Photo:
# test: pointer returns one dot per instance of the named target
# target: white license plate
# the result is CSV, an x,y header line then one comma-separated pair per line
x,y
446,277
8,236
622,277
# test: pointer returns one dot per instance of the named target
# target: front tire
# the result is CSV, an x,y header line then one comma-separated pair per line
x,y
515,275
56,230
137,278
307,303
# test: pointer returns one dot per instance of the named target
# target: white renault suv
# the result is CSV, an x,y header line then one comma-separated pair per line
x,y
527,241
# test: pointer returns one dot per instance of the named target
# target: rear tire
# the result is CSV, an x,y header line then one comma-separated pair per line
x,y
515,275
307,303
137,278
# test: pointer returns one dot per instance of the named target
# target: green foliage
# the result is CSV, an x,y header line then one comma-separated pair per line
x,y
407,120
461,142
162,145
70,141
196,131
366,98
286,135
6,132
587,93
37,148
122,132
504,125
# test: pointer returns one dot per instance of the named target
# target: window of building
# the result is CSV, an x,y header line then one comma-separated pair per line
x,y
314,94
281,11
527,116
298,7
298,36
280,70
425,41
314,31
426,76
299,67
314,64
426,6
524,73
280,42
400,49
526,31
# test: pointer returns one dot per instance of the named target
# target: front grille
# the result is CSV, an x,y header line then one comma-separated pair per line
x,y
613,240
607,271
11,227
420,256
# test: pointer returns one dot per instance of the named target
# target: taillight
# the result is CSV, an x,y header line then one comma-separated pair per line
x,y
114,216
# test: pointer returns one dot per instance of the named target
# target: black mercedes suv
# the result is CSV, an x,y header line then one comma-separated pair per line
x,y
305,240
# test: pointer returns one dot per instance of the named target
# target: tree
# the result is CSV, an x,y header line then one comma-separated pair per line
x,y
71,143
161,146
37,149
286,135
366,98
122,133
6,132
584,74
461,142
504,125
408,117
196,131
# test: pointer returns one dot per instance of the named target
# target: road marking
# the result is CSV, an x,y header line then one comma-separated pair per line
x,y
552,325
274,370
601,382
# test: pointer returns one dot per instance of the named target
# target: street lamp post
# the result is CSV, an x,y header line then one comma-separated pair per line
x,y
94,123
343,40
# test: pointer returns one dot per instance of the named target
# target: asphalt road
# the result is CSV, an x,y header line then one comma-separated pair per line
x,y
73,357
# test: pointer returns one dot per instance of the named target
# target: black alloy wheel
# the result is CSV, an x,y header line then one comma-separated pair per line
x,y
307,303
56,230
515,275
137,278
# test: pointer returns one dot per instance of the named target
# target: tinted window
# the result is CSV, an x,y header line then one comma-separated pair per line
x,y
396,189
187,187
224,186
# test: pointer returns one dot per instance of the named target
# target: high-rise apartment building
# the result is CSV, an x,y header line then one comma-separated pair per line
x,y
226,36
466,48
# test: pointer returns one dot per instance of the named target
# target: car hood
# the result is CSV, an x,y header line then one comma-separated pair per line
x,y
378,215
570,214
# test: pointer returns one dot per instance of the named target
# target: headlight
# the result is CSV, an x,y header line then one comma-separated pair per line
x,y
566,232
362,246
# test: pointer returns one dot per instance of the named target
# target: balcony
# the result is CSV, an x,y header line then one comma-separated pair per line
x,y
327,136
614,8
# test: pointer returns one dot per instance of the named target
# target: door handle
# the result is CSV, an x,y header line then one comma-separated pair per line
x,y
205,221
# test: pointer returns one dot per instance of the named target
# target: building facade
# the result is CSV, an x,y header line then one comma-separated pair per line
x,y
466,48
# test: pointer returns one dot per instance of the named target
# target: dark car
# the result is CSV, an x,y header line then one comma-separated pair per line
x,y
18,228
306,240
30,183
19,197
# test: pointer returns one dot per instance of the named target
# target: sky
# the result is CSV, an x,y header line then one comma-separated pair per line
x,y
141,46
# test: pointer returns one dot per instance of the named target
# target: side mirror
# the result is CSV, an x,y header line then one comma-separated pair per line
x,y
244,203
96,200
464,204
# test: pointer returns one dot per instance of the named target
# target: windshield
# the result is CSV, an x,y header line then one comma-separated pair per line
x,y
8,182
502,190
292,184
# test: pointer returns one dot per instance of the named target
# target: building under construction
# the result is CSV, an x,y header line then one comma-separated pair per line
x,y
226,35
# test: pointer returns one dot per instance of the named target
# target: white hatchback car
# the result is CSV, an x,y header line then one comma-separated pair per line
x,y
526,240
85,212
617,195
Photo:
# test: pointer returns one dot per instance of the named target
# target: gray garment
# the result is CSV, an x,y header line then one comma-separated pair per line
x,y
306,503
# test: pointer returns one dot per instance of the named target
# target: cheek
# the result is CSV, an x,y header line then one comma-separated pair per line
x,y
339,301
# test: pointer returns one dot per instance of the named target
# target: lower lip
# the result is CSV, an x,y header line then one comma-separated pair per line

Aim of the task:
Would you return each entry exactly as it reads?

Expected output:
Photo:
# test: pointer returns one dot per instance of the named target
# target: white license plate
# the result is CSV, an x,y header line then one comma-separated pair per line
x,y
446,277
8,236
622,277
# test: pointer returns one dot per instance of the named target
# target: front tire
# the result is CSV, an x,y header line then one comma-separated pair per line
x,y
515,275
56,230
137,278
307,303
# test: pointer returns one dot per instance of the named target
# target: white renault suv
# the result is CSV, an x,y header line then one comma-separated pair per line
x,y
527,241
# test: pointer returns one dot per instance of the named target
# target: rear tire
# the result is CSV, an x,y header line then one comma-separated pair per line
x,y
515,275
307,303
137,278
# test: pointer returns one dot per instance of the named target
# target: green foliage
# the result is CSV, an x,y header line then one comma-separated pair per line
x,y
407,120
461,142
162,145
70,141
196,131
366,98
286,135
6,132
587,93
37,148
122,132
504,125
# test: pointer returns one dot per instance of the named target
# target: window of building
# the result is CSV, an x,y header line then one comma-separated pair per line
x,y
314,94
281,11
527,116
298,7
298,36
280,70
425,41
314,31
426,76
299,67
314,64
426,6
524,73
280,42
400,49
526,31
# test: pointer returns one dot per instance of the named target
# target: front grille
# the result is CSV, an x,y header line then one comma-separated pair per line
x,y
613,240
607,271
11,227
420,256
# test: pointer returns one dot per instance of the named target
# target: taillight
# the result is CSV, an x,y header line then one comma-separated pair per line
x,y
114,216
# test: pointer returns one dot per instance of the named target
# target: black mercedes suv
# the result is CSV, an x,y header line then one comma-separated pair per line
x,y
305,240
# test: pointer returns one dot per instance of the named target
# target: tree
# the result is CSV, an x,y header line then one comma-separated pair per line
x,y
71,143
161,146
37,149
286,135
366,98
122,133
6,132
584,74
461,142
504,125
408,117
196,131
# test: pointer returns one dot per instance of the named target
# target: road marking
# the result is CSV, an x,y header line then one comma-separated pair per line
x,y
552,325
274,370
601,382
# test: pointer returns one dot per instance of the named target
# target: street lamp post
# the result is CSV, an x,y header line then one comma-separated pair per line
x,y
94,123
343,40
# test: pointer returns one dot per instance of the named target
# target: asphalt road
# the result is CSV, an x,y header line then one comma-separated pair per line
x,y
73,357
# test: pointer returns one dot per instance of the named target
# target: black alloy wheel
# the result is CSV, an x,y header line then one comma-separated pair per line
x,y
307,303
56,230
515,275
137,278
# test: pointer returns one dot per instance of the named target
# target: tinted window
# the result is CSV, an x,y header line then one comma-separated pair per line
x,y
396,189
187,187
224,186
# test: pointer returns one dot per instance of the named target
# target: high-rise apartment building
# the result is CSV, an x,y header line then one comma-separated pair per line
x,y
226,36
466,48
# test: pointer returns one dot per instance of the named target
# target: car hood
# the result is CSV, an x,y header line then one comma-separated pair per line
x,y
378,215
570,214
# test: pointer returns one dot per instance of the named target
# target: headlight
# the result is CSV, an x,y header line then one comma-separated pair per line
x,y
566,232
362,246
# test: pointer returns one dot per instance of the named target
# target: balcony
# the result is CSV, an x,y header line then one comma-separated pair per line
x,y
327,136
614,8
# test: pointer returns one dot per instance of the named target
# target: door handle
# the result is CSV, an x,y header line then one comma-separated pair per line
x,y
205,221
# test: pointer returns one dot per instance of the named target
# target: building facade
# the result is CSV, an x,y header line then one comma-separated pair per line
x,y
466,48
# test: pointer returns one dot per instance of the named target
# target: dark car
# the result is CSV, an x,y header line then one comma-separated pair per line
x,y
18,228
306,240
30,183
19,197
# test: pointer returns one dot per instance of the named target
# target: sky
# the result is CSV, an x,y header line then one comma-separated pair per line
x,y
141,46
# test: pointer returns one dot per instance of the named target
# target: side mirror
# the result is CSV, an x,y header line then one comma-separated pair per line
x,y
244,203
96,200
464,204
# test: pointer returns one dot per instance of the named target
# target: windshield
# the result is CSV, an x,y header line then one comma-separated pair per line
x,y
8,182
502,190
292,184
# test: pointer returns one dot per instance of the named target
# target: building under construction
# the result is CSV, an x,y header line then one comma-separated pair per line
x,y
226,35
# test: pointer returns one dot per instance of the named target
# target: white hatchback car
# the result is CSV, an x,y header line then one comma-separated pair per line
x,y
526,240
85,212
617,195
Photo:
# test: pointer returns one dot per instance of the named target
# target: gray garment
# the result is CSV, an x,y header line then one comma-separated pair per line
x,y
306,503
# test: pointer returns one dot per instance of the named target
# target: cheek
# the result is CSV, an x,y header line then one comma-separated pair per line
x,y
339,301
# test: pointer returns one dot per instance of the named target
# target: lower lip
# the result is CSV, an x,y header line then one comma-separated pair per line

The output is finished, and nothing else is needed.